Task set:
**a)** Copy the trigonometric identities passage between "A trigonometric identity is" and "for future applications.", inclusive.
**b)** Carry the trigonometric identities page forward, picking up right after its last line.

Passage shown:

Trigonometric Identities

# What is a Trigonometric Identity?

A trigonometric identity is essentially another form of a trigonometric expression that is equivalent to the original. For example, we have already learned two very important trigonometric identities. One for the tangent function in relation to sine and cosine:

(1)
\begin{align} tanx = \frac{sinx}{cosx} \end{align}

And of course, the unit circle:

(2)
$$cos^2x + sin^2x = 1$$

We will now extend our knowledge on trigonometric identities for the purpose of simplifying seemingly difficult expressions for future applications.

## Example 1

Simplify the following expression:

(3)

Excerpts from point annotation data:
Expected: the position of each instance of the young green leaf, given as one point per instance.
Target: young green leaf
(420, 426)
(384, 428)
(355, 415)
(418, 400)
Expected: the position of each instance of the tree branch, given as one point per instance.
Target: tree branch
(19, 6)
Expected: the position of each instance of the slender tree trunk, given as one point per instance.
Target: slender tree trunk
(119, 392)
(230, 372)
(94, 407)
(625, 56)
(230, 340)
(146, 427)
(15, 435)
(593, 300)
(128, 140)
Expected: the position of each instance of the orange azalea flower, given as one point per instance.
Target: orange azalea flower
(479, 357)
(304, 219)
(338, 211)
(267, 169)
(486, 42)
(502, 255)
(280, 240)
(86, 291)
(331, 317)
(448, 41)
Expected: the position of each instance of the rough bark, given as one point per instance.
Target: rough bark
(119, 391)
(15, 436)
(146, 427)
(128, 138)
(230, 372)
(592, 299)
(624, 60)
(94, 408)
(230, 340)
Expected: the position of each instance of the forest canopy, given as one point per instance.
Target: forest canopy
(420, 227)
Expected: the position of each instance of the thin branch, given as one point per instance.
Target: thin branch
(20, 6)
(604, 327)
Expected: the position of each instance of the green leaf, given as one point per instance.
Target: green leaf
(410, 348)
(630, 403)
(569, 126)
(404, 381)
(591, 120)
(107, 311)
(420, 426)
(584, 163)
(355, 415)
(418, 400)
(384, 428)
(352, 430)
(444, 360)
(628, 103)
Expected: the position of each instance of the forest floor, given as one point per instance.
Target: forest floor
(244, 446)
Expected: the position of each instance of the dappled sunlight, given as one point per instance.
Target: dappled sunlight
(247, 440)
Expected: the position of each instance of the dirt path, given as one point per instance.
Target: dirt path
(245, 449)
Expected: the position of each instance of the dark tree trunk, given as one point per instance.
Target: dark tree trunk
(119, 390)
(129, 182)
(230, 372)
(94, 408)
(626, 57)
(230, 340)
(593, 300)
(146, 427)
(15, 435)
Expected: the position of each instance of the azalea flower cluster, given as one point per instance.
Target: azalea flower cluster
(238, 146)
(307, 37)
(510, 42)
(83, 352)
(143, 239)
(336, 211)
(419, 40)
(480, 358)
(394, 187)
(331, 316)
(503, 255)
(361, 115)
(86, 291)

--

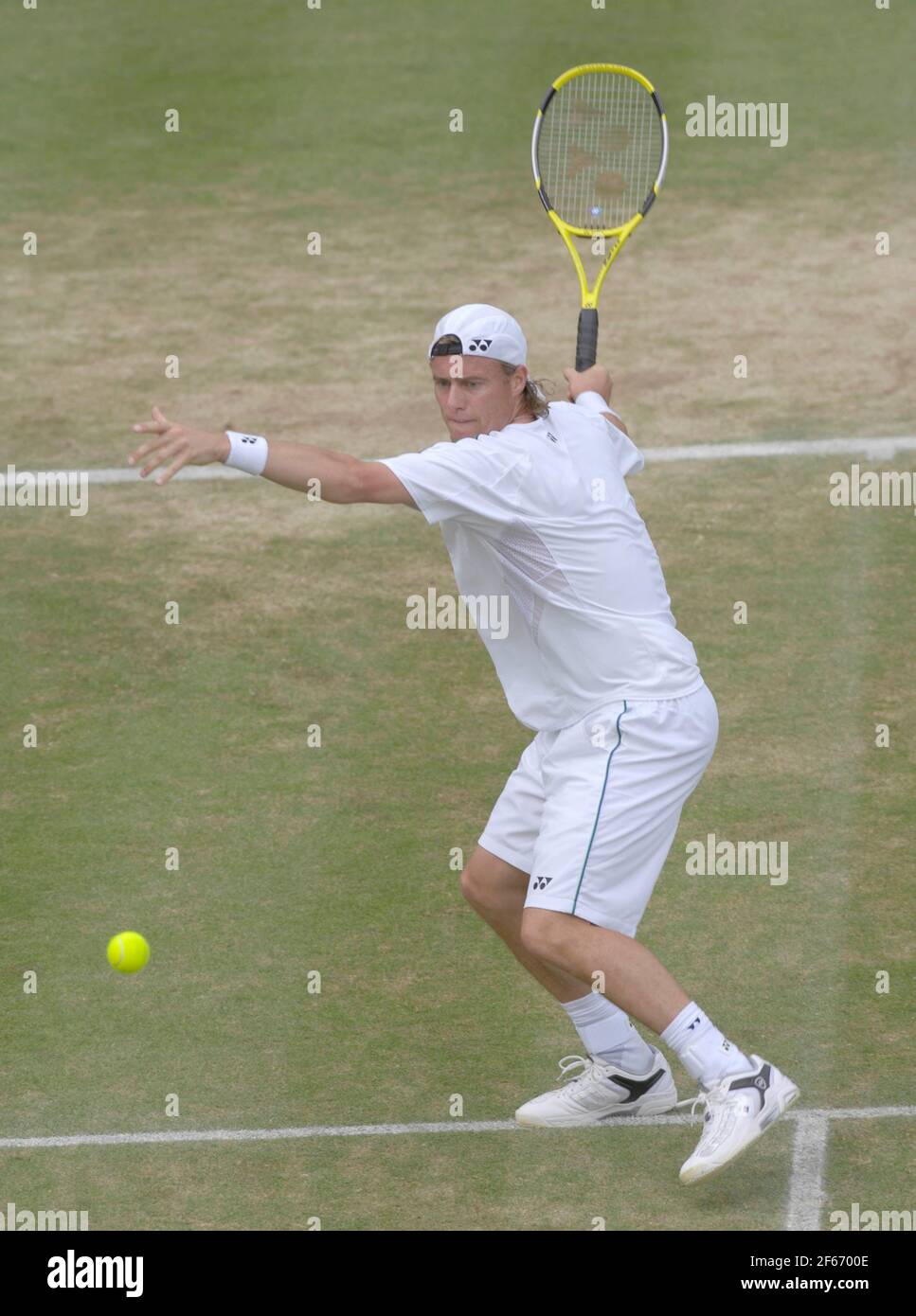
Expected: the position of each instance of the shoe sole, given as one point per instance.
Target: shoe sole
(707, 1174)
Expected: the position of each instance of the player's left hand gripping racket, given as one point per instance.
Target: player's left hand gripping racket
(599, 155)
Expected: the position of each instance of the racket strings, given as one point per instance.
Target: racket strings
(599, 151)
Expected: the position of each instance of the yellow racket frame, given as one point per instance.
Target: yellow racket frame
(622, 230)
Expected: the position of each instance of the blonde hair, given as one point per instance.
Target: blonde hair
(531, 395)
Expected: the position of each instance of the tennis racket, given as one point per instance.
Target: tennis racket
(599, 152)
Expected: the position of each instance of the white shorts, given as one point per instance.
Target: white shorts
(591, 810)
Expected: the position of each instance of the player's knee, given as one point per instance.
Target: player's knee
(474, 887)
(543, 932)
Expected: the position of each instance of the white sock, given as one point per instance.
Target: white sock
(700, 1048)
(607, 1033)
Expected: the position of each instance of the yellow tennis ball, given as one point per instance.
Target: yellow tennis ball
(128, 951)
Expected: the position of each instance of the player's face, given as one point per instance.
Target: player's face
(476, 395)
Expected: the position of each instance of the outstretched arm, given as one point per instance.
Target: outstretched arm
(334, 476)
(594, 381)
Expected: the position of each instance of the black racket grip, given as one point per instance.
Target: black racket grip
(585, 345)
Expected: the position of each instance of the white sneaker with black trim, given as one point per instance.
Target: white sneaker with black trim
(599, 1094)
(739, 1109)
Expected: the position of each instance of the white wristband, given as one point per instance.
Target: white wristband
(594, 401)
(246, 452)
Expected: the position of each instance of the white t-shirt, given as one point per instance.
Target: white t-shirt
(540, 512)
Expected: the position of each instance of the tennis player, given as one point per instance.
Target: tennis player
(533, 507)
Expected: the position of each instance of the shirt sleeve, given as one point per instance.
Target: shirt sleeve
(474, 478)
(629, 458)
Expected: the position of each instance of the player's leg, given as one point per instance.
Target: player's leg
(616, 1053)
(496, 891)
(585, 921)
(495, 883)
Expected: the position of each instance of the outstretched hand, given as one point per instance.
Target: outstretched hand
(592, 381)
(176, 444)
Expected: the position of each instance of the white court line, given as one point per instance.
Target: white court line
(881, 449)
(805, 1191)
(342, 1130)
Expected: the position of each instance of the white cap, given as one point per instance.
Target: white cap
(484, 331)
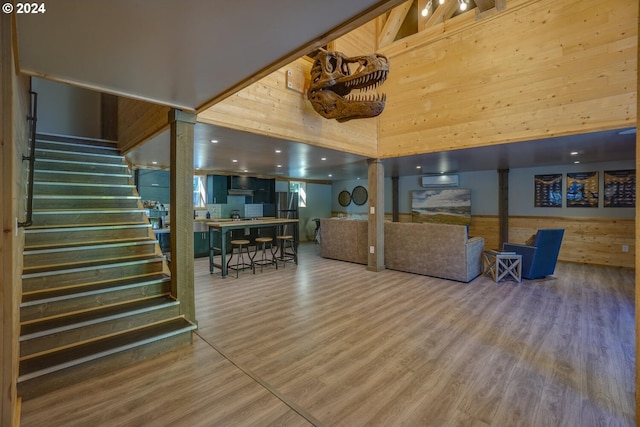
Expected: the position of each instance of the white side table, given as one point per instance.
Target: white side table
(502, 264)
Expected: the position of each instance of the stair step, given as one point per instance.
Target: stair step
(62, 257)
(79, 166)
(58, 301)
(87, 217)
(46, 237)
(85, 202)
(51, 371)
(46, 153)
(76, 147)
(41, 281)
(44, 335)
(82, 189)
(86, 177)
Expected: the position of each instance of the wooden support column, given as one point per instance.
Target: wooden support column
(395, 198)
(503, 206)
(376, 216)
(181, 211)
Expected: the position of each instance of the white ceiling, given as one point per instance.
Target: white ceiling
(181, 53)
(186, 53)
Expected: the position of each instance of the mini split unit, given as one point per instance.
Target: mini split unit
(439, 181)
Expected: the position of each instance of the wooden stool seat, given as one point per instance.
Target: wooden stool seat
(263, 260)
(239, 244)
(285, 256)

Expected results:
**a)**
A trigonometric identity is essentially another form of a trigonometric expression that is equivalent to the original. For example, we have already learned two very important trigonometric identities. One for the tangent function in relation to sine and cosine:

(1)
\begin{align} tanx = \frac{sinx}{cosx} \end{align}

And of course, the unit circle:

(2)
$$cos^2x + sin^2x = 1$$

We will now extend our knowledge on trigonometric identities for the purpose of simplifying seemingly difficult expressions for future applications.

**b)**
\begin{align} [cos^4x + 2cos^2xsin^2x + sin^4x] \frac{cotx}{cosx} \end{align}

This expression may first appear very daunting to simplify, however, we can certainly complete it without further knowledge into trigonometric identities. Let's first simplify the part of the expression contained within the square brackets. By factorization, we should notice that we can simplify it to obtain:

(4)
\begin{align} [(cos^2x + sin^2x)^2] \frac{cotx}{cosx} \end{align}

But we know the following identity from which we can substitute for to obtain a modified yet equivalent expression:

(5)
$$cos^2x + sin^2x = 1$$

Thus:

(6)
\begin{align} [(1)^2] \frac{cotx}{cosx} \end{align}
(7)
\begin{align} \frac{cotx}{cosx} \end{align}

Now we know that cotangent is simply the reciprocal trigonometric function of tangent, so we can rewrite our expression further to obtain:

(8)
\begin{align} \frac{\frac{cosx}{sinx}}{cosx} \end{align}

Which when simplified we obtain:

(9)
\begin{align} \frac{1}{sinx} \end{align}

Or simply:

(10)
$$cscx$$

As you can see, the use of trigonometric identities for simplifying trigonometric expressions is very useful.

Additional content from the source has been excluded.